▶ LESETEXT:
BGH: Touristen-Information ist nicht Erfüllungsgehilfe eines Hotelbetreibers – Zur Verwirkung einer Vertragsstrafe

veröffentlicht am 21. Mai 2012

BGH, Urteil vom 09.11.2011, Az. I ZR 204/10
§ 278 BGB

Der BGH hat entschieden, dass ein Hotelier, der sich zur Unterlassung der Nutzung einer bestimmten Marke im Bereich Wellness verpflichtet hat, nicht dafür haftet, wenn eine selbständige Touristen-Information die veraltete Angabe versehentlich noch in einem Gastgeberverzeichnis verwendet. Die Touristen-Information sei keine Erfüllungsgehilfin des Hotelbetreibers. Dies gelte jedenfalls dann, wenn das Aufnehmen und Überarbeiten von Informationen im Gastgeberverzeichnis unabhängig vom Willen des Hotelinhabers erfolge und die Touristeninformation sich auf Informationen stütze, die sie den im Anzeigenteil geschalteten Werbeanzeigen entnehmen könne. Darüber hinaus hatte der Hotelier die Änderung seiner Bezeichnung der Touristen-Information auch bekannt gegeben. Von einem eine Vertragsstrafe auslösenden Verschulden sei somit nicht auszugehen. Zum Volltext der Entscheidung:


Bundesgerichtshof

Urteil

Der I. Zivilsenat des Bundesgerichtshofs hat auf die mündliche Verhandlung vom 9. November 2011 durch … für Recht erkannt:

Die Revision gegen das Urteil der 1. Zivilkammer des Landgerichts Osnabrück vom 10. November 2010 wird auf Kosten des Klägers zurückgewiesen.

Tatbestand

Der Kläger betreibt in B. im Nordschwarzwald ein Hotel. Er verlangt von der Beklagten, die im niedersächsischen Bad Be. ein Hotel betreibt, Zahlung einer Vertragsstrafe.

Die Beklagte hat sich in einem am 14. November 2006 vor dem Landgericht Stuttgart geschlossenen Vergleich dem Kläger gegenüber verpflichtet, es zu unterlassen, die Marke „W. “ im geschäftlichen Verkehr im Zusammenhang mit Dienstleistungen eines Hotels mit dem Schwerpunkt Wellness einschließlich Massage- und Kosmetikdienstleistungen und dem Betrieb von Saunen, Dampfbädern, Solarien sowie eines Außenschwimmbads zu nutzen und dafür zu werben. Für jeden Fall der Zuwiderhandlung hat sie sich verpflichtet, an den Kläger eine Vertragsstrafe von 5.000 € zu zahlen. Der Beklagten wurde dabei eine Aufbrauchs- und Umstellungsfrist bis zum 31. März 2007 eingeräumt.

▶ ARBEITSANWEISUNGEN:
[a] Prüfe für jede Aussage, ob sie mit dem Text zum BGH-Urteil übereinstimmt, und belege dein Ja oder Nein mit einem wörtlichen Zitat: (i) Die Beklagte betreibt ihr Hotel im Nordschwarzwald. (ii) Für jeden Verstoß ist eine Vertragsstrafe von 5.000 € vereinbart. (iii) Die Revision des Klägers hatte Erfolg.
[b] Erkläre in ein bis drei Sätzen, warum der Hotelier laut dem Text zum BGH-Urteil nicht für die veraltete Angabe im Gastgeberverzeichnis haftet.
[c] Bitte setze den Text zum BGH-Urteil über die Vertragsstrafe nach seinem letzten Satz fort.

▶ DATENSATZ:
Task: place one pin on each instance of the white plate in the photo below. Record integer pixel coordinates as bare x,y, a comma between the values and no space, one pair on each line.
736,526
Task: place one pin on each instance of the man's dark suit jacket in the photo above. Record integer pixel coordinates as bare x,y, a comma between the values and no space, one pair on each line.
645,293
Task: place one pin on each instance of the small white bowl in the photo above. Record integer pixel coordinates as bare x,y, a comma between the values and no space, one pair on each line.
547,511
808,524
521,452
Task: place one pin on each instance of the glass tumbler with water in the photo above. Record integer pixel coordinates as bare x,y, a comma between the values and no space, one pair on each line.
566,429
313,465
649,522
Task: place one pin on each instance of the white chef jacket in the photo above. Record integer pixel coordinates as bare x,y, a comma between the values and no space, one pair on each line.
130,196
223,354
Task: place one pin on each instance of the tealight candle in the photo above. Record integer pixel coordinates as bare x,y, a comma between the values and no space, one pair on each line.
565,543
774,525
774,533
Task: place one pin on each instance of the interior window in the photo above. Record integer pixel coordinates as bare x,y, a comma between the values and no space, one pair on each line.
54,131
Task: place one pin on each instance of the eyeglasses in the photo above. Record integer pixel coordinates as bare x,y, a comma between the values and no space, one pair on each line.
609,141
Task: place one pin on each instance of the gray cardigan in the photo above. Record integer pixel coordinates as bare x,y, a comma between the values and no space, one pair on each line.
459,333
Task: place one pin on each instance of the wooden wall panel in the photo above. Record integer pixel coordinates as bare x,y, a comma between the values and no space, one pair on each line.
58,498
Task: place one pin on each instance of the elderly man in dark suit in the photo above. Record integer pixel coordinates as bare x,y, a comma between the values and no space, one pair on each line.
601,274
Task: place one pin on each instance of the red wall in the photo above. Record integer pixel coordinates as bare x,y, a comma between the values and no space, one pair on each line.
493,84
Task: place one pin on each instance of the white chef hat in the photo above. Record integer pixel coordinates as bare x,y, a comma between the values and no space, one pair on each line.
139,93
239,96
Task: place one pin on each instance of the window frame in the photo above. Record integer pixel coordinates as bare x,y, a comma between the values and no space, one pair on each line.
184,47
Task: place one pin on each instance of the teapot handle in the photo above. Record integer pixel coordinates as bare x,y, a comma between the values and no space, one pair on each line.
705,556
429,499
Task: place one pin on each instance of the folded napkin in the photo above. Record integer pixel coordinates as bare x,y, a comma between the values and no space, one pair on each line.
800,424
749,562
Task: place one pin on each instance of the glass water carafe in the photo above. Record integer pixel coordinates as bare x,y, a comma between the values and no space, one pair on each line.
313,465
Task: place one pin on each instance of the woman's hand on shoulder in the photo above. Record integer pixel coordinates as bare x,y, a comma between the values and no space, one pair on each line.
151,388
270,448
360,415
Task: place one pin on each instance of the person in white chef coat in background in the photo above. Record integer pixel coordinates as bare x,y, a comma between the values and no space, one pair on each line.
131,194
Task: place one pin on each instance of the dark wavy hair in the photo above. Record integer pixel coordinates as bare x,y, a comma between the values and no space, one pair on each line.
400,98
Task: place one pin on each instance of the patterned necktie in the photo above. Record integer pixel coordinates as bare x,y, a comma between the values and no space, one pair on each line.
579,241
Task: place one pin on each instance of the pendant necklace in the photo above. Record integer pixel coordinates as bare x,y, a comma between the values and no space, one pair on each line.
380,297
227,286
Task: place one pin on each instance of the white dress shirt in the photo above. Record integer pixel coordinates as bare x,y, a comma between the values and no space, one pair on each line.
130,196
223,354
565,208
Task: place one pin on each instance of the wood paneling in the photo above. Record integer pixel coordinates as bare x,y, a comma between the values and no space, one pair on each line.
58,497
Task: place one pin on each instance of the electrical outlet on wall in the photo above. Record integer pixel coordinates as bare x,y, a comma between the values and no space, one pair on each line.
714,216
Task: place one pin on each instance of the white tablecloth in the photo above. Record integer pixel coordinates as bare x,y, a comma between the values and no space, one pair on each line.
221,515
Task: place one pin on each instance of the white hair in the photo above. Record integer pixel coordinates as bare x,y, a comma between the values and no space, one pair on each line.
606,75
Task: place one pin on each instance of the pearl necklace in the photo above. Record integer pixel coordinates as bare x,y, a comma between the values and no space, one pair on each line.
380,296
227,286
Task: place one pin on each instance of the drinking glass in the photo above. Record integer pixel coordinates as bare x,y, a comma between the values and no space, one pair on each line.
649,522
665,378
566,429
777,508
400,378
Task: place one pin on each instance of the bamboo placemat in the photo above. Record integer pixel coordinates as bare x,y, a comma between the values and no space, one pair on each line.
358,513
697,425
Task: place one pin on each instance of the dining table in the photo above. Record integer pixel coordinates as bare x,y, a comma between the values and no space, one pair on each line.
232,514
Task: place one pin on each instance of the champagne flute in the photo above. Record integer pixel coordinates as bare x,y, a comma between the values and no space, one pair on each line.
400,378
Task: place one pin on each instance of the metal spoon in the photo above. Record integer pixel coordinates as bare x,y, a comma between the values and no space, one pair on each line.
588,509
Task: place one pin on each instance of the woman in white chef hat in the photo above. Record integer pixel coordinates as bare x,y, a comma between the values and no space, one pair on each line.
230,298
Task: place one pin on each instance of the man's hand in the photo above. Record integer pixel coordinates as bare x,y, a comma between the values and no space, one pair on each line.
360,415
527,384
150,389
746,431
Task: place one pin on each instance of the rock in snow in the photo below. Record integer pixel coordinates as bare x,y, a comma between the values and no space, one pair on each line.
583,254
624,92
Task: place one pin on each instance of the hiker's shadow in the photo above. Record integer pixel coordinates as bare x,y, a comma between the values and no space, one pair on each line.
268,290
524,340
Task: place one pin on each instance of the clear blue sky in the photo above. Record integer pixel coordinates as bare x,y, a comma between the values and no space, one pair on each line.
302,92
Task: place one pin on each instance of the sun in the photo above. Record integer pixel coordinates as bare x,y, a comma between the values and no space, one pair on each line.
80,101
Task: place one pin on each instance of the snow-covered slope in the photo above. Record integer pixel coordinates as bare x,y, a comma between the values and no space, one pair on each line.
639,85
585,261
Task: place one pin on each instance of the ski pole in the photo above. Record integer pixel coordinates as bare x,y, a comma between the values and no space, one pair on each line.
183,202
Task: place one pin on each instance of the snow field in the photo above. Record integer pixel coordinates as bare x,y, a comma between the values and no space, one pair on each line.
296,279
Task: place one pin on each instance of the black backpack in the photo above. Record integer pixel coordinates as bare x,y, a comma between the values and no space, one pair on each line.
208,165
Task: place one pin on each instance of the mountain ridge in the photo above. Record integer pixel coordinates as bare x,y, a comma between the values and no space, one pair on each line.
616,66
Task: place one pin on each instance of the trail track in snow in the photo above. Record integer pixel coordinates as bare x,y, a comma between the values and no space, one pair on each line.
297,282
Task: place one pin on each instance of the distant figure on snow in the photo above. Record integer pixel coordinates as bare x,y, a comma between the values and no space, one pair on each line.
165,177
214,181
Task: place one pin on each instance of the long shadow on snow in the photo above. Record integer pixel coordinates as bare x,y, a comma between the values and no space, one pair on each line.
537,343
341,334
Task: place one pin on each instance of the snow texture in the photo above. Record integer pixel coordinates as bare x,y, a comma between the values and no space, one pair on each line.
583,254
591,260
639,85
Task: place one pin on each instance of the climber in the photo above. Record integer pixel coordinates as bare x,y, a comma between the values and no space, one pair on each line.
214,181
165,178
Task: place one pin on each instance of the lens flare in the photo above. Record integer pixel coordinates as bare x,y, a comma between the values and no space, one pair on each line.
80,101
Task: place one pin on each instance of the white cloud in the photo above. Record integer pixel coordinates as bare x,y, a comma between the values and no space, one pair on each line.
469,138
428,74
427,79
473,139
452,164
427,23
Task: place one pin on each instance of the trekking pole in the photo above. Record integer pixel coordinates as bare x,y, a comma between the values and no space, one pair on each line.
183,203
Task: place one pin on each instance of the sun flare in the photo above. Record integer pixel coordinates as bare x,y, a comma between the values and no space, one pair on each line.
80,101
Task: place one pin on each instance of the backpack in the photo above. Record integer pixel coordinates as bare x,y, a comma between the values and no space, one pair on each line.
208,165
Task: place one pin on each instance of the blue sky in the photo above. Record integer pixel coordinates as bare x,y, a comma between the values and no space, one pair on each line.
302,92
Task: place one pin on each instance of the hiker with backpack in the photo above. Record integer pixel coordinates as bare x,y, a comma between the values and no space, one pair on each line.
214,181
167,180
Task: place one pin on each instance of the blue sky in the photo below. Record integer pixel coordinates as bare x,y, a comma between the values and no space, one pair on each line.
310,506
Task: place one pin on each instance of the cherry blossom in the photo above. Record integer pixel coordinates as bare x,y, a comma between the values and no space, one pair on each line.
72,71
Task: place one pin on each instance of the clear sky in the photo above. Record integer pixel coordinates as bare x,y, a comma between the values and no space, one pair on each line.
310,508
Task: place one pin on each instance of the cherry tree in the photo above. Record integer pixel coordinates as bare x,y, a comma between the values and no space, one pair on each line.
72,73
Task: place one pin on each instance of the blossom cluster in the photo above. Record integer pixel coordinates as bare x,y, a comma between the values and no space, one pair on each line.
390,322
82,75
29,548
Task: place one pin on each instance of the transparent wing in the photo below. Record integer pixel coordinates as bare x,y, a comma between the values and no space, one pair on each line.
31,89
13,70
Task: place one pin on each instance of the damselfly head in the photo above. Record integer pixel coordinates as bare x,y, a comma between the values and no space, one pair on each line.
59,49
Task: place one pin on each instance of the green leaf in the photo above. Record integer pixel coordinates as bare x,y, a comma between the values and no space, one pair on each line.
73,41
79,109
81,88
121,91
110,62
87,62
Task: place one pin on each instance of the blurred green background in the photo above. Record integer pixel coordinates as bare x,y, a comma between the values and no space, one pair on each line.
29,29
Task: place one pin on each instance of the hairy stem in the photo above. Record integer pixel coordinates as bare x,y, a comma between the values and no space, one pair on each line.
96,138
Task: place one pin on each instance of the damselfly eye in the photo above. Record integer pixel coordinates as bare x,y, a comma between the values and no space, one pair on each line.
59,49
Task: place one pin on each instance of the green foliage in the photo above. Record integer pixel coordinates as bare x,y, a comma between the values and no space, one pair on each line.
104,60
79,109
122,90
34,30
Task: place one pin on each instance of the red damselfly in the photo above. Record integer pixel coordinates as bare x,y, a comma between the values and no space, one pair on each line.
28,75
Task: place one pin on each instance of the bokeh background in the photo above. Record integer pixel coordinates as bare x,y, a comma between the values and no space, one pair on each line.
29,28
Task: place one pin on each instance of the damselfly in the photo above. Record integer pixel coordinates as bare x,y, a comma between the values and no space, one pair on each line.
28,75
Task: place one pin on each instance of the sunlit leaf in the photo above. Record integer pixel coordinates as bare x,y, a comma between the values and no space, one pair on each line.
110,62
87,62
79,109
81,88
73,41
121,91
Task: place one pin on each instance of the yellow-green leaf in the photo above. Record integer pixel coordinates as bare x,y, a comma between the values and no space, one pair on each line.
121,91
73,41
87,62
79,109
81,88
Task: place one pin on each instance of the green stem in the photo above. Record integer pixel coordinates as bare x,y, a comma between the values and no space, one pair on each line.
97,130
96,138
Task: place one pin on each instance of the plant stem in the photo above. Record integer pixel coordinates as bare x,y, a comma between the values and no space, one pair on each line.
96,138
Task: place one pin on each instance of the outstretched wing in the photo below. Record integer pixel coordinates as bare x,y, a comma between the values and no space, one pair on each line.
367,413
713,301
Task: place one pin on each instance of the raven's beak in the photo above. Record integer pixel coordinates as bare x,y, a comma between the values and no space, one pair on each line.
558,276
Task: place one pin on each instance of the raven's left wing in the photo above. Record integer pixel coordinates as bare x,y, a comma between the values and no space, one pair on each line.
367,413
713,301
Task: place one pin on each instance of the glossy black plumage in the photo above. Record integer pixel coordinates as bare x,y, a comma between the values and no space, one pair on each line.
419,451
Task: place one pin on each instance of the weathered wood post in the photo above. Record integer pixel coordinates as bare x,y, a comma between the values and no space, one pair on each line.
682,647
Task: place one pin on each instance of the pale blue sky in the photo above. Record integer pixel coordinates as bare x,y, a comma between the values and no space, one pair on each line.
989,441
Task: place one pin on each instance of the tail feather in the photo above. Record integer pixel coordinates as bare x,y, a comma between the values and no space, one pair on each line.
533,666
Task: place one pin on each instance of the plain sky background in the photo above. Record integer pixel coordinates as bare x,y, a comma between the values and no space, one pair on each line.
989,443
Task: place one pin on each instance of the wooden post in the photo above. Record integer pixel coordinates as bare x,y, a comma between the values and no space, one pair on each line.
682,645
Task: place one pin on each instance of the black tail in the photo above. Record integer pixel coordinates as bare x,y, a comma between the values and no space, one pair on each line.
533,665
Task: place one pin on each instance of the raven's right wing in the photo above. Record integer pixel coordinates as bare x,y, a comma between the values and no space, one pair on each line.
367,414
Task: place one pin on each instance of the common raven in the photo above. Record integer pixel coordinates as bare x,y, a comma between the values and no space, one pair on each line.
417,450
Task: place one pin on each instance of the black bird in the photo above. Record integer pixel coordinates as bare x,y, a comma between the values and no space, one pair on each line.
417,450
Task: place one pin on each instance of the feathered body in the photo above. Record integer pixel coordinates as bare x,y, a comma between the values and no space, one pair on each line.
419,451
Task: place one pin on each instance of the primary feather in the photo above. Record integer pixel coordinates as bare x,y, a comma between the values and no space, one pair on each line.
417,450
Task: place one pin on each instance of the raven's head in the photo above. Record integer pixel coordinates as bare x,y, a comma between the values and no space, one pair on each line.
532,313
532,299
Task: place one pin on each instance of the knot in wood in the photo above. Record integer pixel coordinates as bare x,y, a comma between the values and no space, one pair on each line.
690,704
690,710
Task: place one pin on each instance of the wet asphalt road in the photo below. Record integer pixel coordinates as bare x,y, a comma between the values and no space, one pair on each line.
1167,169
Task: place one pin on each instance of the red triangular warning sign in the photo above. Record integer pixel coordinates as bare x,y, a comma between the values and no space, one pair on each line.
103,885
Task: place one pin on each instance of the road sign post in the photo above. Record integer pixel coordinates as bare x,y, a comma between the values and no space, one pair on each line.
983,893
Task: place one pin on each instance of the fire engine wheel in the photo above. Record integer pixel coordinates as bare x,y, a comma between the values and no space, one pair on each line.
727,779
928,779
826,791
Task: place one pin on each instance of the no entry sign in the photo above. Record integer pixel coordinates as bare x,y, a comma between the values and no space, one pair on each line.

▶ GEORDNETE ERGEBNISSE:
[a]
(i) Nein: „Der Kläger betreibt in B. im Nordschwarzwald ein Hotel.“ Die Beklagte dagegen ist diejenige, „die im niedersächsischen Bad Be. ein Hotel betreibt“.
(ii) Ja: „Für jeden Fall der Zuwiderhandlung hat sie sich verpflichtet, an den Kläger eine Vertragsstrafe von 5.000 € zu zahlen.“
(iii) Nein: „Die Revision gegen das Urteil der 1. Zivilkammer des Landgerichts Osnabrück vom 10. November 2010 wird auf Kosten des Klägers zurückgewiesen.“

[b] Die Touristen-Information ist keine Erfüllungsgehilfin des Hotelbetreibers. Sie nimmt Informationen unabhängig von seinem Willen auf und überarbeitet sie, wobei sie sich auf die Werbeanzeigen im Anzeigenteil stützt. Zudem hatte der Hotelier ihr die Änderung seiner Bezeichnung mitgeteilt, sodass kein Verschulden vorliegt, das eine Vertragsstrafe auslösen würde.

[c]
Im vorliegenden Rechtsstreit nimmt der Kläger die Beklagte aus dem Vergleich vom 14. November 2006 auf Zahlung einer Vertragsstrafe von 5.000 € nebst Zinsen und Erstattung vorprozessualer Rechtsverfolgungskosten in Höhe von 411,30 € in Anspruch. Er macht insbesondere geltend, das Unternehmen der Beklagten sei im von der Touristen-Information der Stadt Bad Be. herausgegebenen Gastgeberverzeichnis 2008 unter der Rubrik „Kosmetik“ mit der Bezeichnung „W. “ beworben worden.

Die Beklagte hält dem entgegen, sie habe die Touristen-Information nach Abschluss des Vergleichs vom 14. November 2006 veranlasst, die ihr Unternehmen betreffenden Einträge gemäß der von ihr gewählten neuen Bezeichnung „Spa 7“ abzuändern.

Beide Vorinstanzen haben die Klage als unbegründet angesehen. Mit seiner vom Berufungsgericht zugelassenen Revision, deren Zurückweisung die Beklagte beantragt, verfolgt der Kläger sein Klagebegehren weiter.

Entscheidungsgründe

I.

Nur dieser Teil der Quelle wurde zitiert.